Spatial localization data
============
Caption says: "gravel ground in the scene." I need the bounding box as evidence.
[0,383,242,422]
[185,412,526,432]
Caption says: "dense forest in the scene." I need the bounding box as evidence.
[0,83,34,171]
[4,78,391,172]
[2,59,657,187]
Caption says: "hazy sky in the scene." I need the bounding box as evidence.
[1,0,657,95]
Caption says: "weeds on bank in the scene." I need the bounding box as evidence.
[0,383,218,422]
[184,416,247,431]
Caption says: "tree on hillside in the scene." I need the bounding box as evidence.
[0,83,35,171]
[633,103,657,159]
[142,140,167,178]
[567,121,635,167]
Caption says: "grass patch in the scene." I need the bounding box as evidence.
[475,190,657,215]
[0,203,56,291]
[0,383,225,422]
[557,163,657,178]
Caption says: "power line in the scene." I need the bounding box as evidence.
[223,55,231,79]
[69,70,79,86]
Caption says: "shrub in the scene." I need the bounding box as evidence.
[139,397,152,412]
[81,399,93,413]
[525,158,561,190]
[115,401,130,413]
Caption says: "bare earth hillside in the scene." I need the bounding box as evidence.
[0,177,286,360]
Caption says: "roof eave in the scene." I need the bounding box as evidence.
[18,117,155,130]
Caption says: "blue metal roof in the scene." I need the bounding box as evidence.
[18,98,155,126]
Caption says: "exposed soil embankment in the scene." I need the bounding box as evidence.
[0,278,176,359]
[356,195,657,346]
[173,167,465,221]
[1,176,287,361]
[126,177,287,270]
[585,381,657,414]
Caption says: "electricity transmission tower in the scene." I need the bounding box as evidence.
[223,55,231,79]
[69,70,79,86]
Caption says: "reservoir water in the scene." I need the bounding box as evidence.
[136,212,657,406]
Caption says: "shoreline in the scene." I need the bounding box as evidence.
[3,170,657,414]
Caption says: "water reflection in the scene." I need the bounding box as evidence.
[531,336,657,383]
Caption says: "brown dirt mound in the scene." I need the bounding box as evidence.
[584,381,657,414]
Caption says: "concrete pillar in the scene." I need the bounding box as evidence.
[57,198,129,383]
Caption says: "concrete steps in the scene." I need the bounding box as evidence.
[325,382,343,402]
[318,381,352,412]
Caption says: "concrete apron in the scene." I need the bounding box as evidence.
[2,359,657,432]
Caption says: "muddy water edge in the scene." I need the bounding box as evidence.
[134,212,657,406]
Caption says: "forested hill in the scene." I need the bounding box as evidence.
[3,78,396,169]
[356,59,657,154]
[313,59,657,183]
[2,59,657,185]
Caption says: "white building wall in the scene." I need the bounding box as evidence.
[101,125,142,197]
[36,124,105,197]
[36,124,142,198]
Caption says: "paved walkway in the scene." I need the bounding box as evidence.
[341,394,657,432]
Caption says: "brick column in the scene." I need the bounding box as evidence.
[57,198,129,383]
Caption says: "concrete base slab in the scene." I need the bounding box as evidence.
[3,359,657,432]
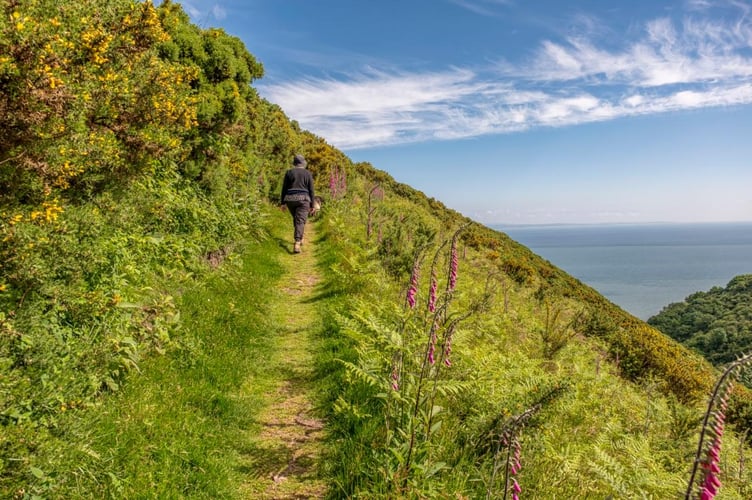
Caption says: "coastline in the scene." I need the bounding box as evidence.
[491,221,752,320]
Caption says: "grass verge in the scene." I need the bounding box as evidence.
[21,216,293,499]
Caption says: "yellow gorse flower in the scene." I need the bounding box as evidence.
[25,200,65,224]
[44,200,63,222]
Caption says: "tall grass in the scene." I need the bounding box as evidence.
[18,225,286,498]
[312,188,752,499]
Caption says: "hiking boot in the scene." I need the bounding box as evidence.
[293,241,301,253]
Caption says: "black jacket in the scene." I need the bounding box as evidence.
[280,166,315,204]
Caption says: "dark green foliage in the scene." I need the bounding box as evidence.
[649,274,752,365]
[0,1,295,492]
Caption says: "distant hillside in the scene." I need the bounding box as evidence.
[649,274,752,365]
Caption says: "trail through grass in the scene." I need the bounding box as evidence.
[238,220,327,498]
[33,211,330,499]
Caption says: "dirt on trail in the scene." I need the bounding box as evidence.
[240,226,328,499]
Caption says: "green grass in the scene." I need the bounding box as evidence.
[307,197,752,499]
[21,220,290,498]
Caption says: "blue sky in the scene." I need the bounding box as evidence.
[178,0,752,225]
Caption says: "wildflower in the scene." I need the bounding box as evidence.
[329,166,348,199]
[407,281,417,308]
[448,239,458,292]
[428,322,438,365]
[339,170,347,195]
[406,258,420,309]
[329,170,338,198]
[43,200,63,222]
[428,269,438,312]
[508,436,522,499]
[698,438,723,499]
[696,382,732,499]
[443,336,452,366]
[700,487,714,500]
[391,366,399,391]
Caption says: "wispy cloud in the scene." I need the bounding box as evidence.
[258,10,752,150]
[512,16,752,85]
[211,5,227,20]
[448,0,514,17]
[181,1,227,25]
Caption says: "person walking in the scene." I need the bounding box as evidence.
[280,154,315,253]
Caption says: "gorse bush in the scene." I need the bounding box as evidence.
[0,1,294,494]
[1,0,198,199]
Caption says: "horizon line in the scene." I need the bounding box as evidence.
[486,220,752,228]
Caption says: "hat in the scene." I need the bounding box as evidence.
[293,154,307,167]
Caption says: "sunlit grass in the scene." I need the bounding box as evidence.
[34,230,287,498]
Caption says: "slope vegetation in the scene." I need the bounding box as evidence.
[649,274,752,366]
[2,1,751,498]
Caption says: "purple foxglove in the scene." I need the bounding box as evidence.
[428,271,438,312]
[448,241,458,292]
[406,259,421,309]
[512,479,521,493]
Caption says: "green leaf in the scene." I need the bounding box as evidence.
[30,466,45,479]
[430,405,443,418]
[389,446,405,465]
[120,337,137,347]
[430,420,443,435]
[425,461,447,478]
[116,302,141,309]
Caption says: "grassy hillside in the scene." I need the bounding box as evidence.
[2,1,751,498]
[310,163,752,498]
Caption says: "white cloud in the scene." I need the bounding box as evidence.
[686,0,714,11]
[624,94,645,107]
[509,15,752,86]
[181,1,227,24]
[181,2,201,19]
[258,11,752,150]
[448,0,514,17]
[211,5,227,20]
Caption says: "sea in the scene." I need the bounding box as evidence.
[492,222,752,321]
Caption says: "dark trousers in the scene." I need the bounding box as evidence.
[286,200,310,242]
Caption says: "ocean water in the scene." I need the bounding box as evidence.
[493,222,752,320]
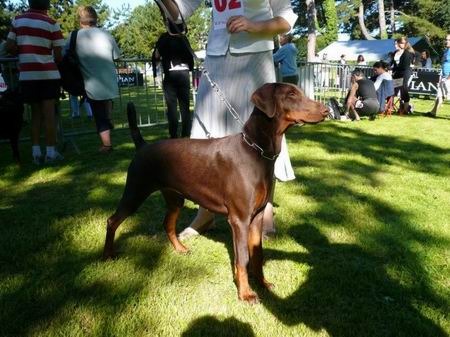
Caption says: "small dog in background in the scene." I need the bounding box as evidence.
[0,89,24,164]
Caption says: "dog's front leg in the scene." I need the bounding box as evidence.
[248,211,273,290]
[229,215,259,304]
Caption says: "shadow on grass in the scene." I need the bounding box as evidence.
[259,122,448,336]
[1,120,448,336]
[182,315,255,337]
[0,126,198,336]
[205,121,449,335]
[262,224,447,337]
[294,121,450,176]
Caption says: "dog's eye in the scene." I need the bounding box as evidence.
[288,92,296,97]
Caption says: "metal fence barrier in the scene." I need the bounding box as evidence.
[297,61,441,104]
[0,57,203,141]
[0,57,442,145]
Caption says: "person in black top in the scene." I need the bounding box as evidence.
[345,69,379,121]
[152,24,194,138]
[391,36,415,115]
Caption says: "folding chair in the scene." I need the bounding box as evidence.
[383,95,398,117]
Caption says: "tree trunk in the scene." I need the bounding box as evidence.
[378,0,388,39]
[390,0,395,36]
[306,0,317,61]
[358,1,376,40]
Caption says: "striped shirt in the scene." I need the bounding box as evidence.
[7,9,64,81]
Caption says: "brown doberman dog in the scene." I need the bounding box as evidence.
[103,83,328,303]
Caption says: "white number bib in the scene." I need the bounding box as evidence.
[212,0,244,30]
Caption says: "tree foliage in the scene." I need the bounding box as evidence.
[335,0,448,42]
[0,0,12,38]
[320,0,338,46]
[111,2,210,58]
[48,0,110,37]
[111,3,165,58]
[1,0,109,38]
[3,0,450,59]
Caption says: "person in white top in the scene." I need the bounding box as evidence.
[372,60,393,91]
[161,0,298,239]
[357,54,367,66]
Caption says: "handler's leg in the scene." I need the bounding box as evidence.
[178,206,215,240]
[262,179,276,237]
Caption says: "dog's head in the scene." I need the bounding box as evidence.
[251,83,328,130]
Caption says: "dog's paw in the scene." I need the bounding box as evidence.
[175,244,190,255]
[261,279,274,290]
[102,250,117,261]
[239,290,260,304]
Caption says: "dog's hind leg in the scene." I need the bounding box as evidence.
[248,211,273,290]
[161,189,188,253]
[103,174,154,260]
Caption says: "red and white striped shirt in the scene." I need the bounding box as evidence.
[7,9,64,81]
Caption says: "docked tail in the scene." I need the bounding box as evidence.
[127,102,146,150]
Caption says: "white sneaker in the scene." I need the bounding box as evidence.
[45,151,64,164]
[178,227,200,240]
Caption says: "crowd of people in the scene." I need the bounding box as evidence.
[333,35,450,121]
[4,0,120,164]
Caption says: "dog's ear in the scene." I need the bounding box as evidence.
[251,83,277,118]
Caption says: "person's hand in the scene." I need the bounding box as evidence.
[226,16,257,34]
============
Problem to solve: Write out, please, only the lines from the one with "hand in the" through the last line above, both included and unchanged.

Solution for this problem:
Caption says: "person's hand in the scene." I need the bounding box as evidence.
[226,16,257,34]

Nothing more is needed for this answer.